**ENTRIES PROVIDED:**
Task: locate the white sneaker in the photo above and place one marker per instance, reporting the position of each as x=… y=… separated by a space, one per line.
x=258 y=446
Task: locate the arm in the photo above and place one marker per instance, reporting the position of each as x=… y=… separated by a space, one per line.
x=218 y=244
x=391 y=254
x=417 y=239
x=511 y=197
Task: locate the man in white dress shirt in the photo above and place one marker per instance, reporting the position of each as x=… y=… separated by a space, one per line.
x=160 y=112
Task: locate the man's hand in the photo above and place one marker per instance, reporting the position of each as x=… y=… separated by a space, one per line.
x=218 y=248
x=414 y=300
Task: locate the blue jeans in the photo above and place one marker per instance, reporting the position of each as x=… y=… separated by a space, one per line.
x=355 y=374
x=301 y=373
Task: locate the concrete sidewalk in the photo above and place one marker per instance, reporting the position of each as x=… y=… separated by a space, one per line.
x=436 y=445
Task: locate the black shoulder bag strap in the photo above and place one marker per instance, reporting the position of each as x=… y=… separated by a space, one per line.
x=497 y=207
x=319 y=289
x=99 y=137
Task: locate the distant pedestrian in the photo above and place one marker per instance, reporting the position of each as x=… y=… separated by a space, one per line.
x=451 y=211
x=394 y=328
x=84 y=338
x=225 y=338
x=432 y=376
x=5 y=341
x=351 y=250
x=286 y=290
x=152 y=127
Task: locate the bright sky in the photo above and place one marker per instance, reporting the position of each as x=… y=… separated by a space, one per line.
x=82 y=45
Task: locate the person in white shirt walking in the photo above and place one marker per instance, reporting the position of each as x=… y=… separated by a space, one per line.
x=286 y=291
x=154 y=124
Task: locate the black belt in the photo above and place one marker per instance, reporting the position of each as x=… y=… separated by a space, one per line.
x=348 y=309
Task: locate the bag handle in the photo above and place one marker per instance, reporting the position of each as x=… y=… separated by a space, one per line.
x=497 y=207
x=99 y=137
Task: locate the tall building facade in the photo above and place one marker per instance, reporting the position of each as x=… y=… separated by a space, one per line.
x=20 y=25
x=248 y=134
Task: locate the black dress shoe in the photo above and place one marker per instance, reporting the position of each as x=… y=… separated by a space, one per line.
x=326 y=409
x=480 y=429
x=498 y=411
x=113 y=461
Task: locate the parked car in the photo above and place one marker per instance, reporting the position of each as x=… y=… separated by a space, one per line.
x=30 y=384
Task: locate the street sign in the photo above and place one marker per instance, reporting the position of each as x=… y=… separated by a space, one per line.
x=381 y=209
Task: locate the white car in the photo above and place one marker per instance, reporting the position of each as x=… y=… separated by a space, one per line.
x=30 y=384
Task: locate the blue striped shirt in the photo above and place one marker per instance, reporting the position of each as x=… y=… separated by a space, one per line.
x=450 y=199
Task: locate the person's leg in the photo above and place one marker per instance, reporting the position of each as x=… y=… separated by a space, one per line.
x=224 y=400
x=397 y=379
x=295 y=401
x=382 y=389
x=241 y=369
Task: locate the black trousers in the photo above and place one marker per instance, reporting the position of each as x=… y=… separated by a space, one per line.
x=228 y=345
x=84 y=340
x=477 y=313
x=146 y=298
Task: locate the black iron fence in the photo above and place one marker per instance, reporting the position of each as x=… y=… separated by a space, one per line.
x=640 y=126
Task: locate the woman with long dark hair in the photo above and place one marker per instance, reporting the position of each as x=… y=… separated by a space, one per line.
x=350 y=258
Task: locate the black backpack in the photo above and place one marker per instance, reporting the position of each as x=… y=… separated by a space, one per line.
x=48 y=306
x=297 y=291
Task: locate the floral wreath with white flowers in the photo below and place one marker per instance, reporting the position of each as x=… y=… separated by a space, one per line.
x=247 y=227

**TASK DIRECTIONS:** Give again the lines from the line holding "Task: locate the black iron" through the close of the listing, both included, exactly as written and with nothing else.

**ANSWER TO THIS EXERCISE:**
Task: locate the black iron fence in the photo above and place one marker per instance, reporting the position of each as x=… y=… separated by a space, one per line.
x=640 y=126
Task: locate the woman with long dark hair in the photo above and place one marker per instance, reporting the position of each as x=… y=… separated by a space, one per line.
x=350 y=258
Task: locate the black backpack in the photo above and place one marker per instance, reporting the position of each as x=… y=… separated by a space, one per line.
x=48 y=306
x=297 y=291
Task: locate the floral wreath with white flowers in the photo below and place one marker per instance, reporting the position of each as x=… y=… separated by a space, one per line.
x=247 y=227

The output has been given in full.